### Texto para leitura
- - -
Dia Mundial da Língua Portuguesa

 5 de maio – Dia Mundial da Língua Portuguesa

Fátima Ribeiro de Medeiros*

 

Todos os dias são um bom dia para celebrar alguma coisa. Hoje, 5 de maio, comemora-se em todo o universo lusófono e um pouco por tudo o mundo o Dia Mundial da Língua Portuguesa. Evocado por alguns desde 2009, só em 2019 foi reconhecido e ratificado pela UNESCO. Pretende lembrar que, de entre vários fatores e símbolos, também a língua em que nos expressamos nos une enquanto comunidade.

Muitos escritores têm inscrito na sua obra o seu ensejo de afirmação do simbolismo da língua portuguesa e das suas palavras, valorizando o seu poder identitário, que tem dimensão global, já que a língua portuguesa é falada em todos os continentes. Escreveu Fernando Pessoa: “Não tenho sentimento nenhum político ou social. Tenho, porém, num sentido, um alto sentimento patriótico. Minha pátria é a língua portuguesa. […] Odeio, com ódio verdadeiro, com o único ódio que sinto, não quem escreve mal português, não quem não sabe sintaxe, não quem escreve em ortografia simplificada, mas a página mal escrita.” [Livro(s) do Desassossego. Ed. Teresa Rita Lopes, Global].

Vergílio Ferreira acrescenta-lhe outra tonalidade: “Da minha língua vê-se o mar” [“A Voz do Mar”, Espaço do Invisível, Bertrand], reforçando a invocação identitária. Refletindo poeticamente sobre a questão, “sou de uma vaga pátria carinhosa”, José Afonso reconhece que as palavras “quando dispersas levantam rumos vários” [“As palavras”, Textos e Canções, Relógio d´Água]. Reforçando os sentimentos de afetividade incluídos no sentido de pertença a uma língua, Eugénio de Andrade afirma “Com palavras amo.” [“Cristalizações”, Ostinato Rigore, Limiar].
- - -
### Exercício proposto 1
Por favor, apresente como lista JSON de strings as linhas da listagem abaixo, desde o início da listagem até à linha que contém "[958,0,1456,817]", inclusive. Use uma string por linha e omita as linhas em branco.

Entradas de dados:
- - -
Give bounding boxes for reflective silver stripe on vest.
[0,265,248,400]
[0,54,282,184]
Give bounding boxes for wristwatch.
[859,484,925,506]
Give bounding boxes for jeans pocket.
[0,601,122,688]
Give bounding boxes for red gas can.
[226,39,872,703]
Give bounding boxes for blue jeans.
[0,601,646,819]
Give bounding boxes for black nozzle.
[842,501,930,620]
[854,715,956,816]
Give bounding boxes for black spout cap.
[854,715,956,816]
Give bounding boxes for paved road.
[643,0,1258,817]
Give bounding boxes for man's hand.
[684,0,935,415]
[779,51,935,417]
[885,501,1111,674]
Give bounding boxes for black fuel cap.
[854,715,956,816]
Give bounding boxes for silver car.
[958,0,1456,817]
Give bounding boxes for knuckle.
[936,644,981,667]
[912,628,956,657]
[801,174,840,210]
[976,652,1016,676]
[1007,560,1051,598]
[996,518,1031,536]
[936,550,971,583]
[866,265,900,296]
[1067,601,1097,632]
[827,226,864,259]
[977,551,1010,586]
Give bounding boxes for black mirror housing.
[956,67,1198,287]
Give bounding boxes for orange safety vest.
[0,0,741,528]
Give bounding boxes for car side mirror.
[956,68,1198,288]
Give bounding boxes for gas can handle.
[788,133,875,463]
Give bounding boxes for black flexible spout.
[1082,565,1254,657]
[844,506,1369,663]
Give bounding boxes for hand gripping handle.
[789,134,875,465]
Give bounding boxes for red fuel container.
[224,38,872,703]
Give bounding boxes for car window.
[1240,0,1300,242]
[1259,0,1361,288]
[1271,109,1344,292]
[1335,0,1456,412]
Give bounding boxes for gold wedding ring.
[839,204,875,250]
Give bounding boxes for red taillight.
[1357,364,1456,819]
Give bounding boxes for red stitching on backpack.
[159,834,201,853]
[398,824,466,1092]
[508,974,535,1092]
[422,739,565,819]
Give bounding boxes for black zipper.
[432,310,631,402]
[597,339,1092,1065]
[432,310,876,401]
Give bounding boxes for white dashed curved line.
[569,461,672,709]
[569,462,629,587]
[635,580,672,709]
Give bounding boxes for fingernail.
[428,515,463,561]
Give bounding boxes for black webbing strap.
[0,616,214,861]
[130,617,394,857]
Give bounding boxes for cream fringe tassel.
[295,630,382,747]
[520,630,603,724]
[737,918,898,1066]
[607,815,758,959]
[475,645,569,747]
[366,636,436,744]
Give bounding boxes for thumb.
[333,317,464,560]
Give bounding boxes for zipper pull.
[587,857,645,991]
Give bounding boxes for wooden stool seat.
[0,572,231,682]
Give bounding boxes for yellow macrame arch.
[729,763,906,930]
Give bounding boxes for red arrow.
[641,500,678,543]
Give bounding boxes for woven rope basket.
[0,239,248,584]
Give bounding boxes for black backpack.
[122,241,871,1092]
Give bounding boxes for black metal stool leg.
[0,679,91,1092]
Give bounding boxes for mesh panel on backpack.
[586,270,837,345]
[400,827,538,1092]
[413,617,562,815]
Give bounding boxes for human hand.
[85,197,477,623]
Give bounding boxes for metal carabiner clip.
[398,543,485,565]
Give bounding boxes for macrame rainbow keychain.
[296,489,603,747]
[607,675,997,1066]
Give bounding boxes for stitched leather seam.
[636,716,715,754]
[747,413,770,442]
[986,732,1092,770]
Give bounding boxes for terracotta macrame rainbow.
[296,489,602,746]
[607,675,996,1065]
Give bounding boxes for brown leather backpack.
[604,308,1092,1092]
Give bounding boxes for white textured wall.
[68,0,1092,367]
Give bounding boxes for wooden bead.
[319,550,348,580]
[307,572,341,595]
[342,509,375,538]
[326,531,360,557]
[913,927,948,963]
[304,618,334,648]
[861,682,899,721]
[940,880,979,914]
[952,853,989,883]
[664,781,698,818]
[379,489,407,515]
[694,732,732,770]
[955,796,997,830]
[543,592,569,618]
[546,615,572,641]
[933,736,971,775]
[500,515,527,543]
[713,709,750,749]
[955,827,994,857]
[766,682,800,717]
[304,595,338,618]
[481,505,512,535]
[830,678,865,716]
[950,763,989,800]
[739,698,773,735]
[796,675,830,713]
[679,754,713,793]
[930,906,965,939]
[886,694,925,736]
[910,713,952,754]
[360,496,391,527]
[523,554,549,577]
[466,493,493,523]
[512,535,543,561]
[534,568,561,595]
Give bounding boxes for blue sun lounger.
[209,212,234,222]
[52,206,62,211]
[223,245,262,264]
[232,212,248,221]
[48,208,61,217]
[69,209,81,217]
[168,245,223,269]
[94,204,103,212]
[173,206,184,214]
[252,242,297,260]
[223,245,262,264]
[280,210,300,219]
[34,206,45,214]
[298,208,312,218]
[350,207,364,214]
- - -
### Exercício proposto 2
Responda, com base no texto sobre o Dia Mundial da Língua Portuguesa:
(a) Em que ano foi o dia reconhecido e ratificado pela UNESCO?
(b) Segundo a citação de Fernando Pessoa, qual é a sua pátria?
(c) Que frase de Eugénio de Andrade é citada?

### Resultado da tarefa 1
[
  "Give bounding boxes for reflective silver stripe on vest.",
  "[0,265,248,400]",
  "[0,54,282,184]",
  "Give bounding boxes for wristwatch.",
  "[859,484,925,506]",
  "Give bounding boxes for jeans pocket.",
  "[0,601,122,688]",
  "Give bounding boxes for red gas can.",
  "[226,39,872,703]",
  "Give bounding boxes for blue jeans.",
  "[0,601,646,819]",
  "Give bounding boxes for black nozzle.",
  "[842,501,930,620]",
  "[854,715,956,816]",
  "Give bounding boxes for black spout cap.",
  "[854,715,956,816]",
  "Give bounding boxes for paved road.",
  "[643,0,1258,817]",
  "Give bounding boxes for man's hand.",
  "[684,0,935,415]",
  "[779,51,935,417]",
  "[885,501,1111,674]",
  "Give bounding boxes for black fuel cap.",
  "[854,715,956,816]",
  "Give bounding boxes for silver car.",
  "[958,0,1456,817]"
]

### Resultado da tarefa 2
(a) Em 2019.
(b) A língua portuguesa.
(c) "Com palavras amo."